__How to complete this task__.
The output should be every line below, retyped exactly, with no images.
*** Begin section ***
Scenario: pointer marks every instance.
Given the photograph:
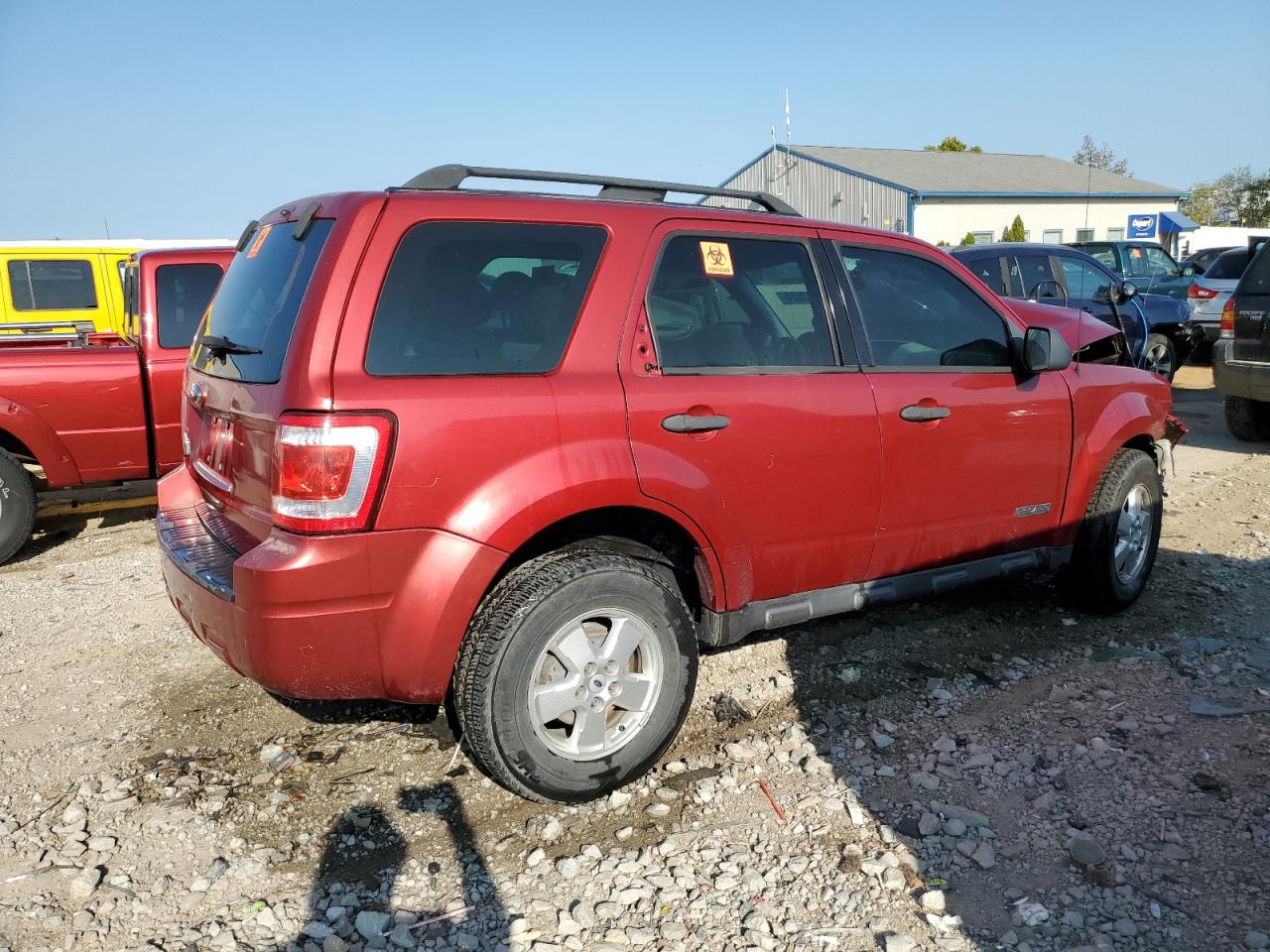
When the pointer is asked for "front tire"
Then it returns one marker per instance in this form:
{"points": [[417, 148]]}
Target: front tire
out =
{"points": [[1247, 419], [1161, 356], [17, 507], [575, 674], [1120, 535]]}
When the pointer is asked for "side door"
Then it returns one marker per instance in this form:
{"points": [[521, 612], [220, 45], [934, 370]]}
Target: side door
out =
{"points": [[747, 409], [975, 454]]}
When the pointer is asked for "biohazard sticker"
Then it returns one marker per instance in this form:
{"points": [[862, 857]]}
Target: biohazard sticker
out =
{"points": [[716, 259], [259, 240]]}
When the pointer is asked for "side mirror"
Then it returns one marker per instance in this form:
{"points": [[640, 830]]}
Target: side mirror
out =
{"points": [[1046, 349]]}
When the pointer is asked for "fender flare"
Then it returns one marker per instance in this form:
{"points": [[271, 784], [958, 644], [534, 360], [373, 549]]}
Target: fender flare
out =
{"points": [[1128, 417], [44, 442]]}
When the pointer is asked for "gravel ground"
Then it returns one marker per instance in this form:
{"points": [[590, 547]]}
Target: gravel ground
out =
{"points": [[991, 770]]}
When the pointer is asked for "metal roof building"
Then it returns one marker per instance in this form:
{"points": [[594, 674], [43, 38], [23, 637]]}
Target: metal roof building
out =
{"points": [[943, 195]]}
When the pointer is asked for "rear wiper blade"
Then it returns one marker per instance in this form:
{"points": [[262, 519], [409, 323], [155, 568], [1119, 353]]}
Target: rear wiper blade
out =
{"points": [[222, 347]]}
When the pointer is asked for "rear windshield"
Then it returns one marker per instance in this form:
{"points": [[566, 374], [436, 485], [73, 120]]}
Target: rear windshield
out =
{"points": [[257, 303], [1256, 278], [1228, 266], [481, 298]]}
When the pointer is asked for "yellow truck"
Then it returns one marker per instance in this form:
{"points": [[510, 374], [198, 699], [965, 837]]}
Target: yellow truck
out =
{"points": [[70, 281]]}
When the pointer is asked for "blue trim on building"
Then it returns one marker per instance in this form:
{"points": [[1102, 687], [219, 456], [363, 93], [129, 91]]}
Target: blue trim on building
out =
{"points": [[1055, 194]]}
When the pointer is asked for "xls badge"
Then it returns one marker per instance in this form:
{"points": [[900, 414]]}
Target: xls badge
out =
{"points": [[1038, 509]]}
*** End section ***
__Solution__.
Scenario: pointer marks every instance.
Given the photograph:
When the pointer is asked for "front tire"
Then it returns one marker per instance in this form:
{"points": [[417, 148]]}
Target: front tire
out =
{"points": [[1247, 419], [1161, 356], [17, 507], [575, 674], [1120, 535]]}
When the pointer is asked for "side door"
Then it returns one marker per instance in this form:
{"points": [[521, 612], [220, 45], [934, 370]]}
Target: side door
out =
{"points": [[747, 409], [975, 454]]}
When the pointer is asked for "biohazard sticker"
Then it returns one marker per instance in this form:
{"points": [[862, 857]]}
Target: biohazard sticker
out =
{"points": [[716, 259], [259, 240]]}
When the pointer is asked for "side mirror"
Then it returns one marker per instance in this form:
{"points": [[640, 830]]}
Target: side mirror
out =
{"points": [[1046, 349]]}
When the pointer is asked for "fender flare"
Then it returns one marker per instance in this form:
{"points": [[271, 784], [958, 644], [534, 360], [373, 549]]}
Target: fender flare
out =
{"points": [[1128, 417], [44, 442]]}
When the pointer is asked for "gravel ground"
Then it returns one marker per instance in this form:
{"points": [[590, 547]]}
Target: gravel ground
out =
{"points": [[991, 770]]}
When the pointer is asked for "metal roof building"
Then it returns one marker per instance in this form:
{"points": [[594, 674], [43, 38], [23, 637]]}
Target: metal roof building
out =
{"points": [[943, 195]]}
When the pointer is asked for "rear wiper blade"
Then it returns one marker per instance in this form:
{"points": [[262, 519], [409, 323], [155, 568], [1119, 353]]}
Target: rear wiper blade
out =
{"points": [[222, 347]]}
When the pointer is asked for "rear windshield"
Then it returns one marker per instance in this form:
{"points": [[566, 374], [436, 485], [73, 120]]}
Target: rear windshield
out =
{"points": [[257, 303], [1256, 278], [1228, 266], [481, 298]]}
When the pointer is asked for "yellow truck"
Then it returns one marker per instance in this form:
{"points": [[510, 374], [198, 699], [965, 837]]}
Target: yellow truck
out =
{"points": [[70, 281]]}
When the pointer is asked for "blue trim on building"
Then it returns one marker per instance in this form:
{"points": [[1102, 687], [219, 456], [363, 93], [129, 91]]}
Target: blue trim on building
out =
{"points": [[1055, 194]]}
When the pointer is asked for "xls badge"
Then it returns one marker per instance in this form:
{"points": [[900, 414]]}
Target: xls badge
out =
{"points": [[1038, 509]]}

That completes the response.